Saved data entries:

+ + + +

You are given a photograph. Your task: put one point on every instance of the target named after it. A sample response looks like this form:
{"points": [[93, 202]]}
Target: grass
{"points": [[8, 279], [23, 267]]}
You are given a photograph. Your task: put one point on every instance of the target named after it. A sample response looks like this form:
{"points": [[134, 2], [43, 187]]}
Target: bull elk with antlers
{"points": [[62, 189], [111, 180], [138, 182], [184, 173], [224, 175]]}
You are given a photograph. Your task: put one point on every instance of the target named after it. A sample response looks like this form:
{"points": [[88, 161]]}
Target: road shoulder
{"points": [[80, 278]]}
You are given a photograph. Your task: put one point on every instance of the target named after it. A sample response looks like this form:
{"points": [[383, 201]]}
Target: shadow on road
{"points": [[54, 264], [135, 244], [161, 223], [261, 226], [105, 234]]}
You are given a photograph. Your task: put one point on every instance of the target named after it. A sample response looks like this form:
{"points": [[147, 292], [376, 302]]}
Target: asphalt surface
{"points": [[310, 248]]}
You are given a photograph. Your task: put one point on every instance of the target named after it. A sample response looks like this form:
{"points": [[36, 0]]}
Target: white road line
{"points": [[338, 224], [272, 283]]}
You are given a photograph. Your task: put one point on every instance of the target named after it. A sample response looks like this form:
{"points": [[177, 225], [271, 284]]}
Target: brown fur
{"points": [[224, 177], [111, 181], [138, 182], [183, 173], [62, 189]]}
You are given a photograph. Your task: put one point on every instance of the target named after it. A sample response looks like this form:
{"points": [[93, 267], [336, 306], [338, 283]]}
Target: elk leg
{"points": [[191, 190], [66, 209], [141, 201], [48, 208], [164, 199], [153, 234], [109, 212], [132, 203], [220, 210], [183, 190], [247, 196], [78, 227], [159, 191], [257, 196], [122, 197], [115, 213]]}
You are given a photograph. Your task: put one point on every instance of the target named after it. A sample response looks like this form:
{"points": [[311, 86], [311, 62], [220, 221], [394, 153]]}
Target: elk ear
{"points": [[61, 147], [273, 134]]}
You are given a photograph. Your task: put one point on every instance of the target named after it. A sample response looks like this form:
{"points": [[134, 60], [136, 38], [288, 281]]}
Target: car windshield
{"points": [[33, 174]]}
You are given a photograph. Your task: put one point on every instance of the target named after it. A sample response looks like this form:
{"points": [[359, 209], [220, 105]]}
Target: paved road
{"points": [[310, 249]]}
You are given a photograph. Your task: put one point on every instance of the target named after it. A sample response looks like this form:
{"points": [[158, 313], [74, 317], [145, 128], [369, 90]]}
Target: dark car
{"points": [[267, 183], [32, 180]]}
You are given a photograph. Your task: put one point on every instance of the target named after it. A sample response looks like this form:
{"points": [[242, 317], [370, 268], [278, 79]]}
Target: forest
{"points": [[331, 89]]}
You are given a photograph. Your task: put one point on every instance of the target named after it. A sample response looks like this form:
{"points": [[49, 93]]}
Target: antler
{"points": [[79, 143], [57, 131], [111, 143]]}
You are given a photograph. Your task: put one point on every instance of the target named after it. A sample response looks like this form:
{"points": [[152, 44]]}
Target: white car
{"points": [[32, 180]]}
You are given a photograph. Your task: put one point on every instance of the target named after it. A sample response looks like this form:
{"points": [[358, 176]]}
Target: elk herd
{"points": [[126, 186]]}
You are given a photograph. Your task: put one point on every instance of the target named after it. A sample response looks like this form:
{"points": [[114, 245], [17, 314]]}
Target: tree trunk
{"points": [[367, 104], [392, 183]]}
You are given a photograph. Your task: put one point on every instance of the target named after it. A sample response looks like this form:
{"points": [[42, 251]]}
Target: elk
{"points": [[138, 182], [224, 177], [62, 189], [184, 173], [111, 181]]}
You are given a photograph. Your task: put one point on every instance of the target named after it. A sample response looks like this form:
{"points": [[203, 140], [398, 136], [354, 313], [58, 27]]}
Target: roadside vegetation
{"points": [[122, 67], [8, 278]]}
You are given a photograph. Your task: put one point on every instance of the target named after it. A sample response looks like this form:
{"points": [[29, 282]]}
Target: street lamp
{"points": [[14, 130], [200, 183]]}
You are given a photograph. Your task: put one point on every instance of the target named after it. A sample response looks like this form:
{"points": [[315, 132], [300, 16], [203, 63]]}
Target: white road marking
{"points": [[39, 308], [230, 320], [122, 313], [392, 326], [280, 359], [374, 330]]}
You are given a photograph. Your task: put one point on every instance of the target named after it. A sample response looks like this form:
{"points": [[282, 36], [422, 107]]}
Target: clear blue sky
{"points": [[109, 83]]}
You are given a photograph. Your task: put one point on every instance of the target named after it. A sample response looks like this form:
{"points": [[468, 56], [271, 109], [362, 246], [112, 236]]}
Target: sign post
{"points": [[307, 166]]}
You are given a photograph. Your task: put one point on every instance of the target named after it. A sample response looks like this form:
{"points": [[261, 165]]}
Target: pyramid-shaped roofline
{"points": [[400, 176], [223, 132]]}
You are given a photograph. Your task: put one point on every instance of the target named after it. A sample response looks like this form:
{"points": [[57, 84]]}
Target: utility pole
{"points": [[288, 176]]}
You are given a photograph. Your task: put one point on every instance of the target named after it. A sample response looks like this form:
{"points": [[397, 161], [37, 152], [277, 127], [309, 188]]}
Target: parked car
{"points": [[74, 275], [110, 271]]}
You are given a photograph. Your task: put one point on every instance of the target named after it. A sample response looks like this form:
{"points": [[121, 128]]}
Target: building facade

+ + + +

» **ASSIGNED TASK**: Copy all the entries exactly.

» **SOLUTION FOR THIS EXERCISE**:
You are given a photograph. Your task: put one point on every instance of the target named after it. A sample response looks like this form:
{"points": [[93, 202]]}
Target: grass
{"points": [[8, 279], [23, 267]]}
You are given a photograph. Your task: put one point on every instance of the target named after it. A sample response looks like this form:
{"points": [[134, 2], [43, 187]]}
Target: bull elk with antlers
{"points": [[62, 189], [111, 180], [138, 182], [184, 173], [224, 175]]}
You are given a photograph. Your task: put one point on every instance of the target named after it. A sample response looks like this form:
{"points": [[88, 161]]}
Target: road shoulder
{"points": [[80, 278]]}
You are given a photograph. Your task: put one point on every instance of the target named after it. A sample response looks like this form:
{"points": [[383, 201]]}
Target: shadow on road
{"points": [[54, 264], [135, 244], [161, 223], [261, 226], [105, 234]]}
You are given a photograph. Your task: put one point on every instance of the target named after it. A sample response looks like this form:
{"points": [[147, 292], [376, 302]]}
Target: asphalt surface
{"points": [[310, 248]]}
You are given a photograph. Your task: put one point on every instance of the target named after it. A sample response looks like this form:
{"points": [[36, 0]]}
Target: white road line
{"points": [[338, 224], [272, 283]]}
You are given a photograph. Your task: put one point on every instance of the target named after it. A sample response looks like this form:
{"points": [[177, 225], [271, 284]]}
Target: brown fur
{"points": [[224, 177], [111, 181], [138, 182], [183, 173], [62, 189]]}
You are given a photograph. Your task: put one point on every instance of the target named after it. A sample response looks like this form:
{"points": [[93, 267], [336, 306], [338, 283]]}
Target: elk leg
{"points": [[191, 190], [66, 209], [141, 201], [48, 208], [164, 199], [153, 234], [109, 212], [132, 203], [220, 210], [183, 190], [247, 196], [78, 227], [159, 191], [257, 196], [122, 197], [115, 213]]}
You are given a photograph. Your task: put one point on every instance of the target named after it. A sample response looks like this form:
{"points": [[311, 86], [311, 62], [220, 221], [394, 153]]}
Target: elk ear
{"points": [[61, 147], [273, 134]]}
You are given a photograph. Your task: put one point on every instance of the target named after it. A sample response looks like this form:
{"points": [[134, 60], [136, 38], [288, 281]]}
Target: car windshield
{"points": [[33, 174]]}
You are given a photograph. Your task: put one point on every instance of the target named after it. A sample response looks like this form:
{"points": [[359, 209], [220, 105]]}
Target: paved road
{"points": [[310, 249]]}
You are given a photograph. Your task: put one point on every instance of the target named after it. A sample response looks like this form:
{"points": [[158, 313], [74, 317], [145, 128], [369, 90]]}
Target: dark car
{"points": [[267, 183], [32, 180]]}
You are given a photograph. Your task: put one point on every instance of the target named after it. A sample response looks like this form:
{"points": [[242, 317], [370, 268], [278, 79]]}
Target: forest
{"points": [[331, 89]]}
You are given a photograph. Your task: put one point on every instance of the target named after it. A sample response looks like this form:
{"points": [[49, 93]]}
Target: antler
{"points": [[79, 143], [57, 131], [111, 143]]}
You are given a photograph. Your task: put one point on every instance of the target named after it. A sample response looks like this form:
{"points": [[152, 44]]}
Target: white car
{"points": [[32, 180]]}
You are given a photograph. Your task: put one point on every instance of the target named after it. A sample response looks like this form:
{"points": [[358, 176]]}
Target: elk herd
{"points": [[126, 186]]}
You are given a photograph. Your task: put one point on every instance of the target named after it. A sample response looks like this form:
{"points": [[114, 245], [17, 314]]}
Target: tree trunk
{"points": [[367, 104], [392, 183]]}
You are given a photograph. Your task: put one point on every instance of the target named after it. A sample response looks like this form:
{"points": [[42, 251]]}
Target: elk
{"points": [[138, 182], [224, 177], [62, 189], [184, 173], [111, 181]]}
You are given a photograph. Your task: put one point on every instance of the target named after it. A sample response looks like this form:
{"points": [[203, 140], [398, 136], [354, 313], [58, 27]]}
Target: roadside vegetation
{"points": [[122, 67], [8, 278]]}
You are given a photograph. Your task: put one point on every instance of the target named after it. A sample response looks like this form:
{"points": [[29, 282]]}
Target: street lamp
{"points": [[14, 130], [200, 183]]}
You are given a photograph. Your task: put one point on every instance of the target named after it. A sample response looks like this form:
{"points": [[315, 132], [300, 16], [203, 63]]}
Target: white road marking
{"points": [[39, 308], [230, 320], [122, 313], [392, 326], [280, 359], [374, 330]]}
You are given a photograph. Your task: put one point on every instance of the target named after it. A sample response looks like this form:
{"points": [[282, 36], [422, 107]]}
Target: clear blue sky
{"points": [[109, 83]]}
You are given a photograph. Your task: put one point on every instance of the target named after it. A sample response looks like this form:
{"points": [[468, 56], [271, 109], [362, 246], [112, 236]]}
Target: sign post
{"points": [[307, 166]]}
You are given a photograph. Your task: put one point on every instance of the target named after it. A sample response looks like this form:
{"points": [[261, 165]]}
Target: pyramid-shaped roofline
{"points": [[400, 176], [223, 132]]}
You are given a photograph. Your task: put one point on every instance of the target named after it. A sample response looks like this form:
{"points": [[57, 84]]}
Target: utility pole
{"points": [[288, 176]]}
You are given a photograph. Your task: put one point on every instance of the target named after it. A sample response looks like this form:
{"points": [[397, 161], [37, 152], [277, 127], [309, 188]]}
Target: parked car
{"points": [[74, 275], [110, 271]]}
You are given a photograph. Your task: put one point on every instance of the target named after it. A sample response looks like this form:
{"points": [[121, 128]]}
Target: building facade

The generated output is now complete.